*Extracted material*.
####################

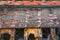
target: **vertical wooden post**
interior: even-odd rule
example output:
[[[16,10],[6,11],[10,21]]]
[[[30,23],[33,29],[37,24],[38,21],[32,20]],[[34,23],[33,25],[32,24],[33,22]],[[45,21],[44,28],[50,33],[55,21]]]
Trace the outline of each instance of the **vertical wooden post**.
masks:
[[[41,30],[41,28],[39,29],[39,39],[38,40],[42,40],[42,30]]]
[[[55,28],[51,28],[52,40],[57,40]]]

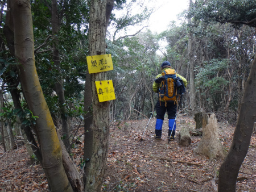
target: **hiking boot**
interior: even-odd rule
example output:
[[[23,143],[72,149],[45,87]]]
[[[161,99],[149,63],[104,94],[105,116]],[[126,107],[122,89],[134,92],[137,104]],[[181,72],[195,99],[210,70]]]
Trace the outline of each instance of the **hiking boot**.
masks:
[[[155,137],[155,139],[156,139],[156,140],[161,140],[161,136],[156,136]]]
[[[168,137],[168,139],[169,140],[169,141],[173,141],[174,140],[174,139],[175,139],[176,136],[171,136],[171,137],[170,137],[170,136]]]

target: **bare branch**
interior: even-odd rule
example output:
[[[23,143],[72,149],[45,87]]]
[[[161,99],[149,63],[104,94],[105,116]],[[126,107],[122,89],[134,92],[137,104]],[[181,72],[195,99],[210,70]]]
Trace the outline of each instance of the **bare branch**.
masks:
[[[44,42],[41,45],[40,45],[39,47],[38,47],[37,48],[35,49],[34,53],[38,53],[42,52],[37,52],[37,51],[38,51],[38,49],[39,49],[40,48],[44,47],[44,46],[47,43],[47,41],[49,40],[49,39],[50,37],[52,37],[51,35],[49,35],[49,36],[47,37],[47,38],[46,39],[46,40],[44,40]],[[48,50],[48,51],[49,51],[49,50]]]
[[[135,36],[136,35],[137,35],[138,33],[139,33],[139,32],[140,32],[144,28],[147,27],[148,27],[148,26],[144,26],[144,27],[143,27],[139,31],[138,31],[137,33],[135,33],[135,34],[133,34],[133,35],[125,35],[125,36],[122,36],[122,37],[119,37],[119,38],[117,39],[117,40],[114,40],[114,41],[117,41],[117,40],[119,40],[119,39],[124,39],[124,38],[125,38],[125,37],[131,37],[131,36]]]
[[[52,51],[52,50],[53,50],[53,49],[49,49],[43,50],[43,51],[38,51],[38,52],[35,53],[35,54],[44,53],[44,52],[47,52],[48,51]]]

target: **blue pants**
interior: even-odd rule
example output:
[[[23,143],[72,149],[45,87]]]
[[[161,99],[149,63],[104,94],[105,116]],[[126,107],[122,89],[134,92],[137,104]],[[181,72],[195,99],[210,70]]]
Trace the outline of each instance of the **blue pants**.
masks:
[[[169,101],[167,102],[167,106],[165,106],[165,102],[158,101],[155,107],[156,111],[156,122],[155,123],[155,135],[156,137],[161,137],[163,123],[164,119],[164,115],[167,111],[169,129],[168,131],[168,135],[171,133],[171,136],[174,137],[175,135],[176,130],[176,112],[177,110],[177,105],[174,105],[174,102]]]

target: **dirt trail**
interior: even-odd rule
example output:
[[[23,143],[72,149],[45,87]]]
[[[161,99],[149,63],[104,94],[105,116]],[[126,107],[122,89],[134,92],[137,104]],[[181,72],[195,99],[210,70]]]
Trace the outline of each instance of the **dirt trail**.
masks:
[[[179,119],[185,124],[179,124]],[[200,140],[192,136],[187,147],[179,145],[177,138],[168,143],[168,120],[163,126],[162,140],[154,139],[156,119],[151,119],[140,141],[148,119],[113,122],[110,127],[107,169],[102,191],[214,191],[214,178],[221,160],[209,161],[193,152]],[[182,126],[195,127],[194,120],[179,116]],[[234,127],[220,123],[220,139],[228,148]],[[81,128],[82,132],[82,128]],[[83,141],[72,149],[78,167],[83,155]],[[6,153],[0,147],[0,191],[47,191],[47,182],[40,165],[28,157],[23,145]],[[247,155],[241,168],[237,191],[256,191],[256,136],[253,133]]]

####################

Repeat every line above, from the very first one down to the line containing "[[[55,28],[51,28],[52,40],[57,40]]]", with both ends included. Leave the pictures out.

target: **vertical wooden post**
interior: even-odd rule
example output:
[[[16,10],[6,11],[10,21]]]
[[[30,23],[33,29],[37,24],[38,21],[32,20]],[[34,23],[33,25],[32,24],[33,22]],[[45,21],[44,28],[50,33],[55,21]]]
Trace the outline of each instance of the **vertical wooden post**.
masks:
[[[41,30],[41,28],[39,29],[39,39],[38,40],[42,40],[42,30]]]
[[[55,28],[51,28],[52,40],[57,40]]]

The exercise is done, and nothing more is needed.